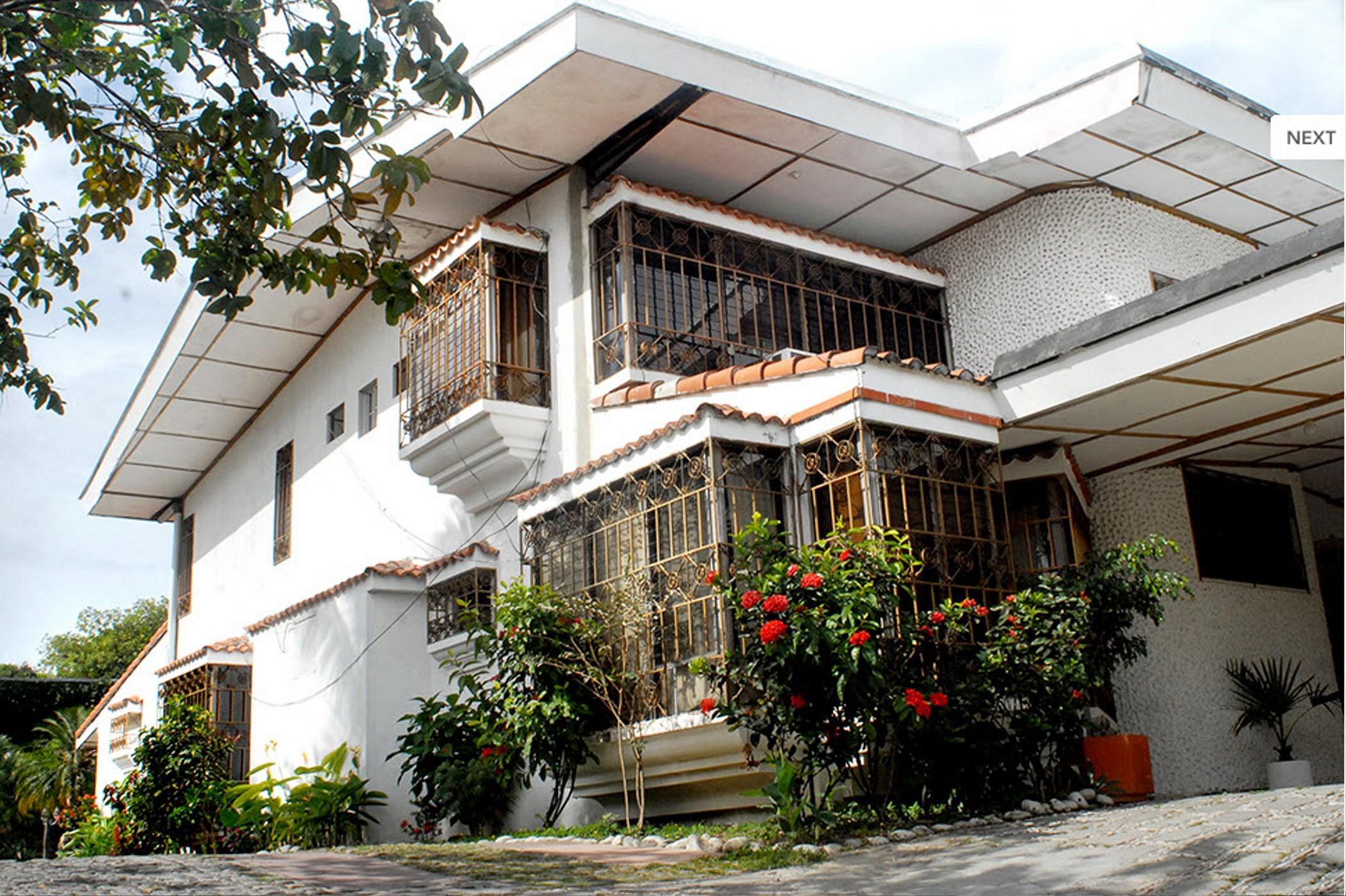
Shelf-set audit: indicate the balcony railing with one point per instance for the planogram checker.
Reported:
(683, 297)
(482, 335)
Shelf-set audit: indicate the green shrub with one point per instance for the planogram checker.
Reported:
(177, 790)
(318, 806)
(460, 766)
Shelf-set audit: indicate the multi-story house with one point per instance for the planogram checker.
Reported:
(676, 284)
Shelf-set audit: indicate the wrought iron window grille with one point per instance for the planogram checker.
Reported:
(483, 334)
(683, 297)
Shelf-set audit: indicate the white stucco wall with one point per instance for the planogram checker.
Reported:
(1057, 259)
(1178, 696)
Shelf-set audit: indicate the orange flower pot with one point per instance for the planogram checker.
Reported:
(1124, 762)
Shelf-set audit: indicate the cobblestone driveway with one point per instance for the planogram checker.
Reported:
(1263, 843)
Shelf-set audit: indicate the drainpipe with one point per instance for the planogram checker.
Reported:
(177, 564)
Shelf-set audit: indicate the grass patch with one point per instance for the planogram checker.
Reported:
(479, 863)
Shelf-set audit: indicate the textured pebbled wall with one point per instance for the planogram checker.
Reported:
(1054, 260)
(1178, 695)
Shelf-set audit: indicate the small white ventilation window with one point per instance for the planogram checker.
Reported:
(368, 408)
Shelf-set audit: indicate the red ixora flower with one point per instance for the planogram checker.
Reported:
(918, 702)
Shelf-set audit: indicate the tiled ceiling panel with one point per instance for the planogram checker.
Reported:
(703, 162)
(899, 221)
(1287, 190)
(1229, 210)
(1086, 155)
(810, 194)
(1216, 159)
(1143, 129)
(758, 123)
(1159, 182)
(963, 187)
(871, 159)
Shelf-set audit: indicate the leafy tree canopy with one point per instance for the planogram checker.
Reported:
(104, 641)
(209, 116)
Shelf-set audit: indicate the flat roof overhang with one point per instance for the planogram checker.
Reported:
(1236, 368)
(766, 139)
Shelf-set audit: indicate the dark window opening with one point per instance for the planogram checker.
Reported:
(285, 493)
(182, 572)
(455, 604)
(683, 297)
(1244, 529)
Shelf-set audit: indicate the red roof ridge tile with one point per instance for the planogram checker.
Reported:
(762, 220)
(461, 236)
(763, 370)
(667, 429)
(122, 678)
(399, 568)
(233, 645)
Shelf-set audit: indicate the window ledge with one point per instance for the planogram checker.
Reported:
(483, 454)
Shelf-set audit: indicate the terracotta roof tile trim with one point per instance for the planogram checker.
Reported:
(762, 370)
(122, 680)
(667, 429)
(760, 220)
(236, 645)
(462, 236)
(400, 568)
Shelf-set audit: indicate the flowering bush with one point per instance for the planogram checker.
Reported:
(815, 686)
(964, 702)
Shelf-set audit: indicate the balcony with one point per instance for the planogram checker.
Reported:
(477, 397)
(681, 296)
------------
YOUR ASSIGNMENT – Using the entries above, state how many lines contain the string "wall"; the number is all that is needed.

TASK SOLUTION – 2